Location labeling records
# # # #

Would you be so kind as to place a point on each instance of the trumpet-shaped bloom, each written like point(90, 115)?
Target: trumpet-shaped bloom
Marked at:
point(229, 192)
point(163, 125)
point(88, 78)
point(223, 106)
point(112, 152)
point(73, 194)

# # # #

Copy out every line of the items above without changing a single character.

Would you be so kind as to place a point on each instance of the trumpet-shaped bloom, each written like point(90, 115)?
Target: trumpet-shaped bloom
Marked at:
point(229, 192)
point(163, 125)
point(88, 78)
point(223, 106)
point(112, 152)
point(73, 194)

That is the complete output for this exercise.